(Location identification entries)
** Begin **
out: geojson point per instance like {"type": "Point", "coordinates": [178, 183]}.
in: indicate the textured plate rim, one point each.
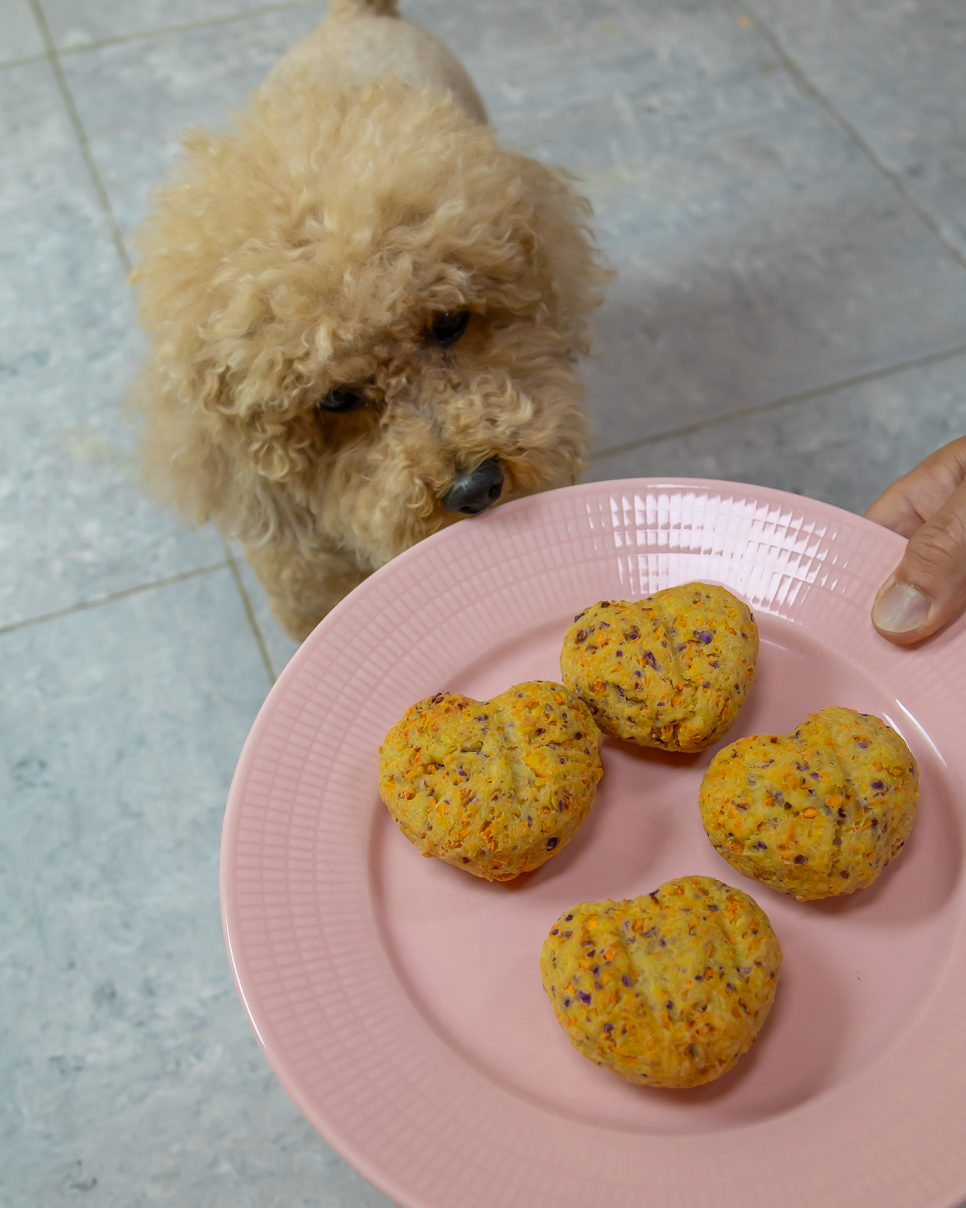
{"type": "Point", "coordinates": [934, 1014]}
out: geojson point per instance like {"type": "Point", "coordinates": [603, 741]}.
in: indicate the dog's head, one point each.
{"type": "Point", "coordinates": [365, 317]}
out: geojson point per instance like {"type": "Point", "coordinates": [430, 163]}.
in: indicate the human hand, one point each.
{"type": "Point", "coordinates": [927, 588]}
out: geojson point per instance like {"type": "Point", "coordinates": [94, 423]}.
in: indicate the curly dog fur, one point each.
{"type": "Point", "coordinates": [310, 250]}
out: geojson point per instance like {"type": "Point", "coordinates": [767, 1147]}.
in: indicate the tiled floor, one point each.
{"type": "Point", "coordinates": [784, 191]}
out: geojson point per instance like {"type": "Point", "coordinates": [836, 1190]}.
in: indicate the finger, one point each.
{"type": "Point", "coordinates": [927, 588]}
{"type": "Point", "coordinates": [920, 493]}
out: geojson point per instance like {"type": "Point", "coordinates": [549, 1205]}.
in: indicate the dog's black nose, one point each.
{"type": "Point", "coordinates": [475, 491]}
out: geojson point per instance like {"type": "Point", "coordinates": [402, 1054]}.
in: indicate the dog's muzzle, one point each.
{"type": "Point", "coordinates": [475, 491]}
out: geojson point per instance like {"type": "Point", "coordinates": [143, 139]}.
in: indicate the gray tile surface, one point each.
{"type": "Point", "coordinates": [75, 23]}
{"type": "Point", "coordinates": [74, 524]}
{"type": "Point", "coordinates": [844, 448]}
{"type": "Point", "coordinates": [895, 70]}
{"type": "Point", "coordinates": [763, 253]}
{"type": "Point", "coordinates": [19, 36]}
{"type": "Point", "coordinates": [129, 1070]}
{"type": "Point", "coordinates": [164, 85]}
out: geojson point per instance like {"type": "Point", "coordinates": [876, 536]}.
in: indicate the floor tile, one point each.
{"type": "Point", "coordinates": [74, 524]}
{"type": "Point", "coordinates": [278, 644]}
{"type": "Point", "coordinates": [760, 253]}
{"type": "Point", "coordinates": [19, 36]}
{"type": "Point", "coordinates": [129, 1069]}
{"type": "Point", "coordinates": [844, 448]}
{"type": "Point", "coordinates": [167, 83]}
{"type": "Point", "coordinates": [77, 22]}
{"type": "Point", "coordinates": [895, 70]}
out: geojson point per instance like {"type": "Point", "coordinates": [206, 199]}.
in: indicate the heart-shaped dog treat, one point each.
{"type": "Point", "coordinates": [493, 787]}
{"type": "Point", "coordinates": [668, 989]}
{"type": "Point", "coordinates": [669, 671]}
{"type": "Point", "coordinates": [813, 813]}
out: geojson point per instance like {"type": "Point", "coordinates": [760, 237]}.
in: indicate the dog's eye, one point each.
{"type": "Point", "coordinates": [341, 400]}
{"type": "Point", "coordinates": [447, 329]}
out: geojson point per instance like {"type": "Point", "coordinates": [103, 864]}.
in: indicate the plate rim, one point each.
{"type": "Point", "coordinates": [784, 500]}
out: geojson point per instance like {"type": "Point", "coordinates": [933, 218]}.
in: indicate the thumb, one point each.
{"type": "Point", "coordinates": [927, 588]}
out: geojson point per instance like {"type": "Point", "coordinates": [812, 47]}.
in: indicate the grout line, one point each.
{"type": "Point", "coordinates": [249, 611]}
{"type": "Point", "coordinates": [185, 28]}
{"type": "Point", "coordinates": [81, 134]}
{"type": "Point", "coordinates": [23, 62]}
{"type": "Point", "coordinates": [785, 401]}
{"type": "Point", "coordinates": [867, 150]}
{"type": "Point", "coordinates": [114, 596]}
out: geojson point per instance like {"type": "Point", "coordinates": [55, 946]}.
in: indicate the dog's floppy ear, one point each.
{"type": "Point", "coordinates": [566, 259]}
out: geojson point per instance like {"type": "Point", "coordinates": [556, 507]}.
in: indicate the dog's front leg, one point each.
{"type": "Point", "coordinates": [303, 584]}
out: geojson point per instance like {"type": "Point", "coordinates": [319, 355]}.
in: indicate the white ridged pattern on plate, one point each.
{"type": "Point", "coordinates": [359, 1010]}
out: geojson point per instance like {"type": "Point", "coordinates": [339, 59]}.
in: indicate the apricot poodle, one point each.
{"type": "Point", "coordinates": [364, 313]}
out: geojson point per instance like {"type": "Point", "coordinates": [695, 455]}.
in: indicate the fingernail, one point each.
{"type": "Point", "coordinates": [901, 608]}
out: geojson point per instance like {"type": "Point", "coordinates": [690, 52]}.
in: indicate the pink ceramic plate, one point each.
{"type": "Point", "coordinates": [399, 999]}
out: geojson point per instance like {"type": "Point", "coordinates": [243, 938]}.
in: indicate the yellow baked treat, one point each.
{"type": "Point", "coordinates": [813, 813]}
{"type": "Point", "coordinates": [493, 787]}
{"type": "Point", "coordinates": [669, 671]}
{"type": "Point", "coordinates": [667, 989]}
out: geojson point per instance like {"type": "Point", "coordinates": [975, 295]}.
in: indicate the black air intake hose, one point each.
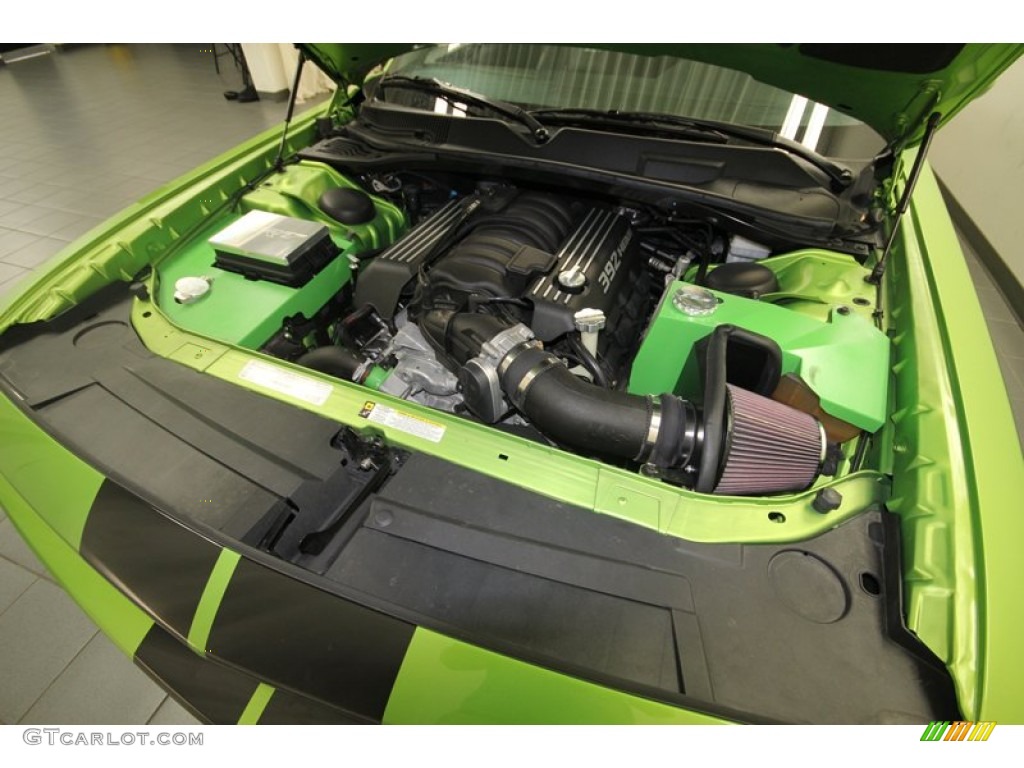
** End **
→ Exercise objective
Each line of the material must be retyped exactly, except that images are omitted.

→ Completed exercise
out: geojson point per instance like {"type": "Point", "coordinates": [178, 183]}.
in: indicate the textured plate rim, one point each.
{"type": "Point", "coordinates": [934, 1014]}
out: geojson point per instance like {"type": "Point", "coordinates": [603, 741]}.
in: indicate the dog's head, one point each.
{"type": "Point", "coordinates": [365, 317]}
out: geojson point per instance like {"type": "Point", "coordinates": [430, 163]}.
in: indicate the human hand, one point each.
{"type": "Point", "coordinates": [927, 588]}
out: geojson point per instance like {"type": "Point", "coordinates": [94, 423]}.
in: indicate the curly dog fur, one point each.
{"type": "Point", "coordinates": [310, 250]}
out: geojson point per instance like {"type": "Point", "coordinates": [767, 1147]}.
in: indicate the tiled floor, one point each.
{"type": "Point", "coordinates": [784, 191]}
out: geojson point per instance like {"type": "Point", "coordinates": [836, 1190]}.
in: indicate the finger, one point each.
{"type": "Point", "coordinates": [927, 588]}
{"type": "Point", "coordinates": [920, 493]}
out: geojson point per instance like {"type": "Point", "coordinates": [549, 1205]}.
in: indicate the dog's black nose, one point each.
{"type": "Point", "coordinates": [475, 491]}
out: geojson point per instance like {"type": "Point", "coordinates": [402, 1054]}.
in: indicate the dog's muzzle, one point each.
{"type": "Point", "coordinates": [475, 491]}
out: geojson point per instance like {"type": "Point", "coordinates": [143, 139]}.
in: indicate the gray tile surface, one point each.
{"type": "Point", "coordinates": [75, 23]}
{"type": "Point", "coordinates": [74, 524]}
{"type": "Point", "coordinates": [844, 448]}
{"type": "Point", "coordinates": [895, 70]}
{"type": "Point", "coordinates": [763, 253]}
{"type": "Point", "coordinates": [19, 36]}
{"type": "Point", "coordinates": [129, 1070]}
{"type": "Point", "coordinates": [164, 85]}
out: geojson point per instance like {"type": "Point", "coordinates": [876, 536]}.
in: indicate the floor tile, one point each.
{"type": "Point", "coordinates": [74, 524]}
{"type": "Point", "coordinates": [278, 644]}
{"type": "Point", "coordinates": [760, 253]}
{"type": "Point", "coordinates": [19, 36]}
{"type": "Point", "coordinates": [129, 1069]}
{"type": "Point", "coordinates": [844, 448]}
{"type": "Point", "coordinates": [167, 83]}
{"type": "Point", "coordinates": [77, 22]}
{"type": "Point", "coordinates": [895, 70]}
out: geojson point per instance like {"type": "Point", "coordinates": [206, 199]}.
in: indicate the heart-shaped dog treat, one point each.
{"type": "Point", "coordinates": [493, 787]}
{"type": "Point", "coordinates": [668, 989]}
{"type": "Point", "coordinates": [669, 671]}
{"type": "Point", "coordinates": [813, 813]}
out: geojson point per instance like {"type": "Point", "coordinates": [760, 237]}.
in: indicate the dog's eye, one point each.
{"type": "Point", "coordinates": [341, 400]}
{"type": "Point", "coordinates": [447, 329]}
out: geojson point per instance like {"type": "Point", "coordinates": [103, 864]}.
in: indicate the plate rim, one point each.
{"type": "Point", "coordinates": [784, 500]}
out: geojson point per instance like {"type": "Point", "coordinates": [933, 218]}.
in: indicate the thumb, one point each.
{"type": "Point", "coordinates": [927, 588]}
out: geojson point per instance like {"type": "Point", "coordinates": [812, 47]}.
in: indicate the grout line, one point each.
{"type": "Point", "coordinates": [249, 611]}
{"type": "Point", "coordinates": [185, 28]}
{"type": "Point", "coordinates": [81, 134]}
{"type": "Point", "coordinates": [23, 62]}
{"type": "Point", "coordinates": [785, 401]}
{"type": "Point", "coordinates": [867, 150]}
{"type": "Point", "coordinates": [114, 596]}
out: geojson point per instance like {"type": "Point", "coordinates": [55, 946]}.
in: indicate the dog's floppy ear, one point each.
{"type": "Point", "coordinates": [566, 259]}
out: geojson point per instance like {"type": "Point", "coordinates": [556, 507]}.
in: indicate the dog's front leg, one point each.
{"type": "Point", "coordinates": [303, 584]}
out: geojson point per instance like {"type": "Point", "coordinates": [319, 355]}.
in: indicate the white ridged pattern on plate, one point each.
{"type": "Point", "coordinates": [359, 1010]}
out: geojson point per instance like {"type": "Point", "coordinates": [339, 59]}.
in: indicate the apricot poodle, one point each.
{"type": "Point", "coordinates": [364, 313]}
out: geojson point per instance like {"type": "Point", "coordinates": [695, 455]}.
in: indicate the fingernail, one point each.
{"type": "Point", "coordinates": [901, 608]}
out: geojson point per instance like {"type": "Point", "coordinates": [690, 52]}.
in: indicate the pink ceramic plate, one point each.
{"type": "Point", "coordinates": [399, 999]}
out: geojson point per instance like {"type": "Point", "coordinates": [243, 938]}.
in: indicate the yellow baked treat, one point each.
{"type": "Point", "coordinates": [813, 813]}
{"type": "Point", "coordinates": [493, 787]}
{"type": "Point", "coordinates": [669, 671]}
{"type": "Point", "coordinates": [667, 989]}
out: geojson point per instance like {"type": "Point", "coordinates": [975, 295]}.
in: indicate the black air intake hose, one point each.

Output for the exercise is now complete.